* [WHAT YOU SHOULD DO] The required result is a copy of each line below in which "planter" appears.

* [DATA SUPPLIED]
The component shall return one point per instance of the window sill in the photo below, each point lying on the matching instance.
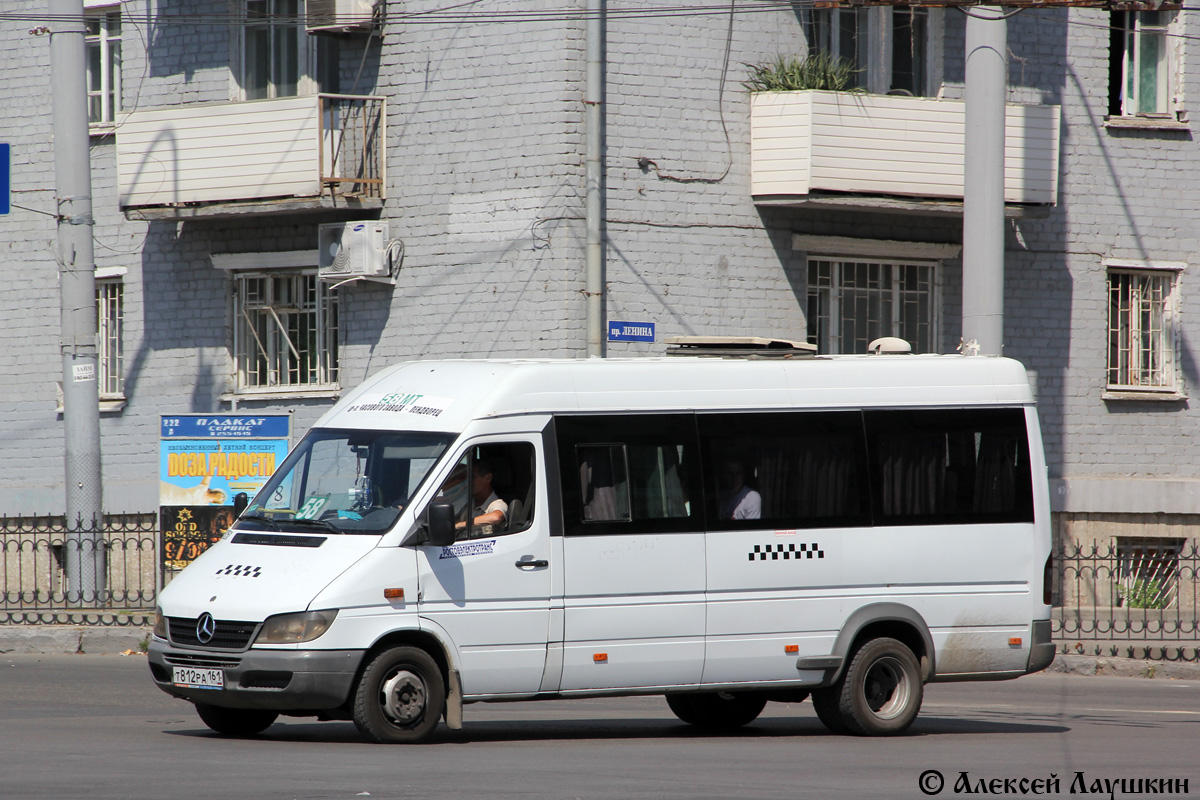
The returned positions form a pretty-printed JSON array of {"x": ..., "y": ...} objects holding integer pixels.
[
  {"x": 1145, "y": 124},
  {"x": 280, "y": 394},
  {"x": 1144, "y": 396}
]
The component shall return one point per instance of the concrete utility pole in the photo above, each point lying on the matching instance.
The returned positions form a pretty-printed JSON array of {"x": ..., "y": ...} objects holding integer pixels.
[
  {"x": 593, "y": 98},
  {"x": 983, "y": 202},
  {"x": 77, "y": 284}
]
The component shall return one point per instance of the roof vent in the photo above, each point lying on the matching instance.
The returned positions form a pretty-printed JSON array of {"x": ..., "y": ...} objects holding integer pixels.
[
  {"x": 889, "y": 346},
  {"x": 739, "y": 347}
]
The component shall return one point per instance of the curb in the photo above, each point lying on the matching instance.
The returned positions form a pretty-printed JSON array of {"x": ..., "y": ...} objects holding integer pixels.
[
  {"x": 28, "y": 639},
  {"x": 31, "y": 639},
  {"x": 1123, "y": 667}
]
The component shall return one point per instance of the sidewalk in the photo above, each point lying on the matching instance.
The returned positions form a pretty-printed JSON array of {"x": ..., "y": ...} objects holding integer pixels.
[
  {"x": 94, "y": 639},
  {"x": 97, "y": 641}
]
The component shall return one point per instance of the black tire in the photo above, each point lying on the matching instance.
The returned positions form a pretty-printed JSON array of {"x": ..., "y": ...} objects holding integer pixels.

--

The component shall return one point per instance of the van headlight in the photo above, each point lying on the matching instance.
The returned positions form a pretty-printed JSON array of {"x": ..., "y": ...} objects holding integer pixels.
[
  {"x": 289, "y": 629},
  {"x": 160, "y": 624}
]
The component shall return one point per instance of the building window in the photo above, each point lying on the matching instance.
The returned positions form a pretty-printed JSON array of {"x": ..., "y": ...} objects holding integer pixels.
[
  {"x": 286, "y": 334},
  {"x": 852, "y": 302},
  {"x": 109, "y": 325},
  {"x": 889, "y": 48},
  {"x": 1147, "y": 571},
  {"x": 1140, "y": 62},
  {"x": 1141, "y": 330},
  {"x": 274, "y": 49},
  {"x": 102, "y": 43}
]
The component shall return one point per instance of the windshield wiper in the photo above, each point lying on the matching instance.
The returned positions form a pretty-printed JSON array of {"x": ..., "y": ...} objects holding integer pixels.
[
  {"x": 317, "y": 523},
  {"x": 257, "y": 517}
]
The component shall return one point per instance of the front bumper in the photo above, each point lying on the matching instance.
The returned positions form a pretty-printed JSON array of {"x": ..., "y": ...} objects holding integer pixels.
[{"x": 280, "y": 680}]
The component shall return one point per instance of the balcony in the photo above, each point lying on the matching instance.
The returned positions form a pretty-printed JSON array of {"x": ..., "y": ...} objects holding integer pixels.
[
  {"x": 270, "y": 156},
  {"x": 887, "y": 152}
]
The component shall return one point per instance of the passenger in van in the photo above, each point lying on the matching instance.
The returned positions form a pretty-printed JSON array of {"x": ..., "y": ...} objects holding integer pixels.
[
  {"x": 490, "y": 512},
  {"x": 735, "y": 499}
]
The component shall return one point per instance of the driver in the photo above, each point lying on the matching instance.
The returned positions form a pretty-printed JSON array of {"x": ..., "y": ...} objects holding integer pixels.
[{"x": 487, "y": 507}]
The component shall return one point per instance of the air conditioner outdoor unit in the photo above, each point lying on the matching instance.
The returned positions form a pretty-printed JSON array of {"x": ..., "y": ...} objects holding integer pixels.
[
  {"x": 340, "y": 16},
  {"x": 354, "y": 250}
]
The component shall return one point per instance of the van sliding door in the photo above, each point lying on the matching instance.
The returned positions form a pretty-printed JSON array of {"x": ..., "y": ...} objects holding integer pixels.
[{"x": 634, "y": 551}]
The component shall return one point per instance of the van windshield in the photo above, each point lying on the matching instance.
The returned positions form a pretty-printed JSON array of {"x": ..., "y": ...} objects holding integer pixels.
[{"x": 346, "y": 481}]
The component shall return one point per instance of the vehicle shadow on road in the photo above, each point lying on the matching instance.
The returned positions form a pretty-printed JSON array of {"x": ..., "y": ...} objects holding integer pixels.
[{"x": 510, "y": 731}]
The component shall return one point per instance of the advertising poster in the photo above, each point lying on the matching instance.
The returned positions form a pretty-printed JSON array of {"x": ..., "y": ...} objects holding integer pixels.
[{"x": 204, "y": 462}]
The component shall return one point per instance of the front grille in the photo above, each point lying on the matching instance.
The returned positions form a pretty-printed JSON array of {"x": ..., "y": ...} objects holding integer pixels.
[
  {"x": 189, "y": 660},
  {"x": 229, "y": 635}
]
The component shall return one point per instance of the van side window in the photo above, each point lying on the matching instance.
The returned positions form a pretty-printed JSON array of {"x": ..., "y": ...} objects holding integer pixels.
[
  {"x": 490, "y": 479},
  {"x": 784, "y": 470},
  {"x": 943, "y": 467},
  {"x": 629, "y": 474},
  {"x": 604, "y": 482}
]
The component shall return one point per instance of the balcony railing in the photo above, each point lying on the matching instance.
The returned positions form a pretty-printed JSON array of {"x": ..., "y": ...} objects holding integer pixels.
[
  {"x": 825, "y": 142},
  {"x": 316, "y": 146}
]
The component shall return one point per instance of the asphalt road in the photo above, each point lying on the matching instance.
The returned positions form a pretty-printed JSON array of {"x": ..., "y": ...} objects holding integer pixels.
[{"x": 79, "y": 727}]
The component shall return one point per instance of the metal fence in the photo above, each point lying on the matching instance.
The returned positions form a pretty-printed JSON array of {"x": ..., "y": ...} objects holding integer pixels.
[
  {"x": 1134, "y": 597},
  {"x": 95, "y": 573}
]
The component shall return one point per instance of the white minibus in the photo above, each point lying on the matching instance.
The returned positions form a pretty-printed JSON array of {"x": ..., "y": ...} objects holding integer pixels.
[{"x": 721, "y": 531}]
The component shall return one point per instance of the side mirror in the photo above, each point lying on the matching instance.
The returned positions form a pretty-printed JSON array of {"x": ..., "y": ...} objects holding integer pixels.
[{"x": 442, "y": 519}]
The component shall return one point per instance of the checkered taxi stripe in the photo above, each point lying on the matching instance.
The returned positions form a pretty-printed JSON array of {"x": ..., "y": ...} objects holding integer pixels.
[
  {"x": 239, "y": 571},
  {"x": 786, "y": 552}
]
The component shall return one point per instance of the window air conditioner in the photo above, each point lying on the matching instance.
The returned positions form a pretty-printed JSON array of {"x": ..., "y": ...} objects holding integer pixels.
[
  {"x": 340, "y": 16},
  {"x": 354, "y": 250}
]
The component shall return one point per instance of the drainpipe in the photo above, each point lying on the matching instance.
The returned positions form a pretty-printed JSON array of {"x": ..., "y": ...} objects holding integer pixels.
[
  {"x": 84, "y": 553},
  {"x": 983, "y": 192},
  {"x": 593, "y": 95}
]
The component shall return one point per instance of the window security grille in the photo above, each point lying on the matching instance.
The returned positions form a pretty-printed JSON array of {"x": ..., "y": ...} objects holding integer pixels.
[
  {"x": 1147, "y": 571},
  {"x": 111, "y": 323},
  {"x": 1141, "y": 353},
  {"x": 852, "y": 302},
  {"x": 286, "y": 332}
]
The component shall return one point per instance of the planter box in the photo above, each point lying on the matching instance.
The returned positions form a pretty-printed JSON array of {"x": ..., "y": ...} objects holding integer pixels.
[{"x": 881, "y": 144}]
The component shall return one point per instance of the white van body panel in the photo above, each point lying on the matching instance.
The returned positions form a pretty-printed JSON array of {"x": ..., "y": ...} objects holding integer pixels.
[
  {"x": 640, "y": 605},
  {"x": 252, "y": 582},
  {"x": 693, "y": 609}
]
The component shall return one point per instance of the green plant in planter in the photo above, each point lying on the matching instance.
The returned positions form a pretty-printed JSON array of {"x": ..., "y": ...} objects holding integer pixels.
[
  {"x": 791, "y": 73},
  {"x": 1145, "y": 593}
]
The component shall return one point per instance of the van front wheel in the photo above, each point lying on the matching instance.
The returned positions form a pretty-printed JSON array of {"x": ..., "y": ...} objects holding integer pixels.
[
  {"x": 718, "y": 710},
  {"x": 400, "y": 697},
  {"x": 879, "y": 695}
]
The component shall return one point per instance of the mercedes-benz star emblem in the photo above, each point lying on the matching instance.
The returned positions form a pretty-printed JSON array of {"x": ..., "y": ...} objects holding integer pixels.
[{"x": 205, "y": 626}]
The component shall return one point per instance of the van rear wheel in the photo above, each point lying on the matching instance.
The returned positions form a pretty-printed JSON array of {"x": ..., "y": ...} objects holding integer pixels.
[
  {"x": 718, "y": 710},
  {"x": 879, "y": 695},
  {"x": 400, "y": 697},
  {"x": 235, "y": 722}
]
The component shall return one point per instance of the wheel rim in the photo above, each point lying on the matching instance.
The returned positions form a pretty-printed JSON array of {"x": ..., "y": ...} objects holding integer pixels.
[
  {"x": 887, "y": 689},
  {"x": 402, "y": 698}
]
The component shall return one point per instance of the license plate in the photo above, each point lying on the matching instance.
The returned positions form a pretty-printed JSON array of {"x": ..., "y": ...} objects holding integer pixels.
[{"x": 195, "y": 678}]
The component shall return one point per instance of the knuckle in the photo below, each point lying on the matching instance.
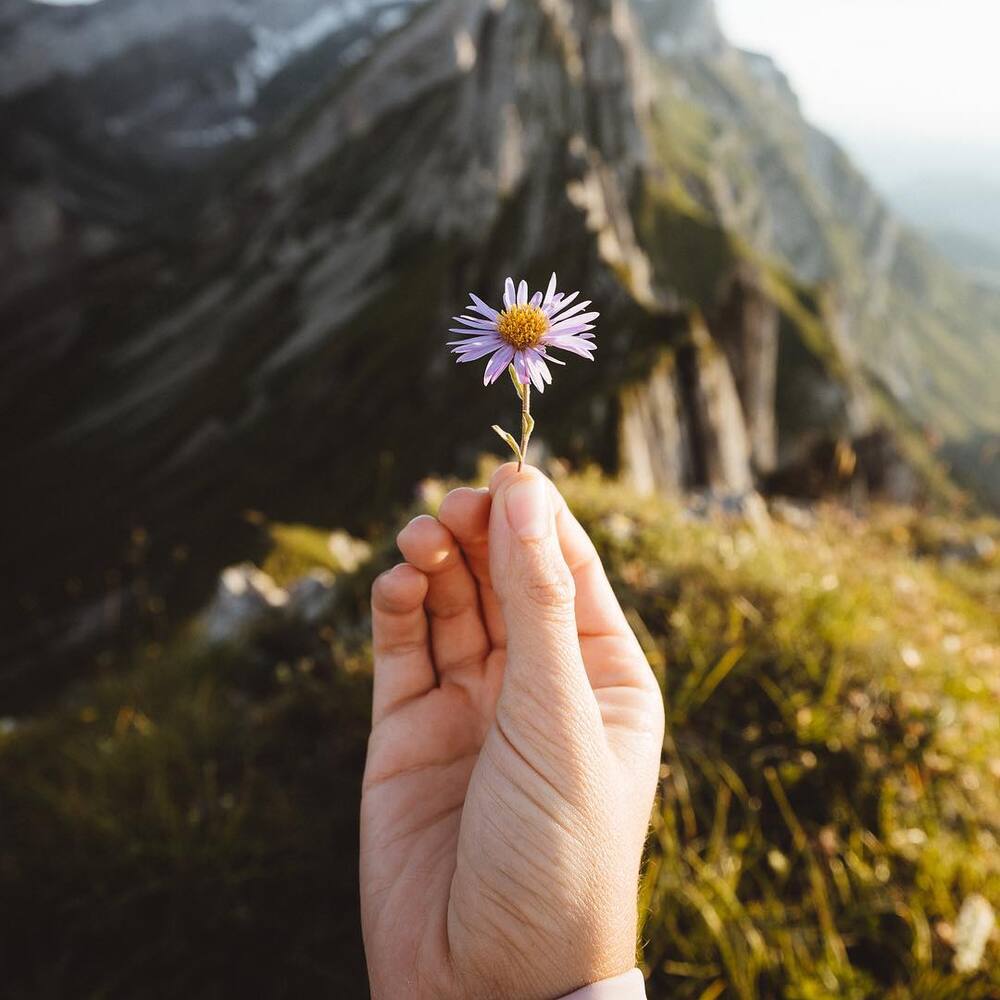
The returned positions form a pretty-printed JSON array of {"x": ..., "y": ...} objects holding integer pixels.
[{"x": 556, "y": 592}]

* [ANSWER AREA]
The component shall return one point per instance of the planter box in the photo above, each point lying on the matching instance.
The component shall return one point per instance of the green plant in planter in the photo above, each point lying on the matching instance.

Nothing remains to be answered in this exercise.